*** Data records ***

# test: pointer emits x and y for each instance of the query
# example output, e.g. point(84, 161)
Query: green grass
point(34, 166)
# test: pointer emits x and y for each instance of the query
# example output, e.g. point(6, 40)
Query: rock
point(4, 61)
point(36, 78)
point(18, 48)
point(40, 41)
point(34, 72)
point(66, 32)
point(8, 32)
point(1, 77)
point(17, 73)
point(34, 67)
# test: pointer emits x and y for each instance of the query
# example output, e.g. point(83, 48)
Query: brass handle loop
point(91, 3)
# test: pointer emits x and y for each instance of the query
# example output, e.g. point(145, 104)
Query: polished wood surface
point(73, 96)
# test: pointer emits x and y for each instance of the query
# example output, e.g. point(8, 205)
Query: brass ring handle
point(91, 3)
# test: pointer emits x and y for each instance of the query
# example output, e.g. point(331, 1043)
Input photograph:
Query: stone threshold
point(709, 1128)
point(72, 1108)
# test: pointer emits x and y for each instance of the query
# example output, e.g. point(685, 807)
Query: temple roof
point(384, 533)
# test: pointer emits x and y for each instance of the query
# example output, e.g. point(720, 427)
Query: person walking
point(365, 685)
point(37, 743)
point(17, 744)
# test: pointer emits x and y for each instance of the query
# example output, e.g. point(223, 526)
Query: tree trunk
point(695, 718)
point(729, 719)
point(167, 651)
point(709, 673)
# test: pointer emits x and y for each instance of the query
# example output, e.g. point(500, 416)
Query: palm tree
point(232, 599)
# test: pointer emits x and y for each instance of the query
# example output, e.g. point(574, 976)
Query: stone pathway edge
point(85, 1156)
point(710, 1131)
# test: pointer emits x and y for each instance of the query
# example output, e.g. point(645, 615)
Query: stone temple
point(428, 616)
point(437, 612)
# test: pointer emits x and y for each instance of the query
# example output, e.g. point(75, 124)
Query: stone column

***

Exercise aim – Restate the records above verbatim, omitting no line.

Expected answer –
# test: pointer emits x and y for each instance of the query
# example output, e.g. point(84, 161)
Query: green grass
point(34, 166)
# test: pointer emits x and y for each instance of the query
# example output, e.g. point(6, 40)
Query: rock
point(4, 61)
point(36, 78)
point(18, 48)
point(40, 41)
point(34, 72)
point(66, 32)
point(8, 32)
point(1, 77)
point(17, 73)
point(34, 67)
# test: pointer emits x and y for each instance of the query
# example output, e.g. point(83, 48)
Query: brass handle loop
point(91, 3)
# test: pointer emits x and y for each instance of the query
# example output, e.g. point(145, 104)
Query: polished wood surface
point(73, 96)
# test: pointer emits x and y for each instance of the query
# example output, e.g. point(8, 205)
Query: brass ring handle
point(91, 3)
# test: pointer emits x and y for each instance of the query
# example output, e.g. point(331, 1043)
Input photograph:
Query: stone threshold
point(709, 1128)
point(72, 1108)
# test: pointer emits x and y for each instance of the query
# example output, e.g. point(685, 807)
Query: temple roof
point(384, 533)
# test: pointer emits x and y for each instance of the query
# example output, e.g. point(720, 427)
Query: person walking
point(365, 685)
point(37, 743)
point(17, 744)
# test: pointer emits x and y for each instance of the query
# example output, e.g. point(223, 526)
Query: tree trunk
point(695, 718)
point(729, 719)
point(167, 651)
point(709, 673)
# test: pointer emits x and y for each instance of the query
# example output, e.g. point(500, 416)
Query: palm tree
point(232, 599)
# test: pointer emits x and y for each instance of the query
# example output, e.g. point(574, 976)
Query: stone pathway edge
point(85, 1156)
point(710, 1131)
# test: pointer emits x and y for each instance of the query
# example output, e.g. point(645, 615)
Query: stone temple
point(428, 616)
point(437, 612)
# test: pointer emits x and y for each instance of the query
# example output, e.g. point(75, 124)
Query: stone column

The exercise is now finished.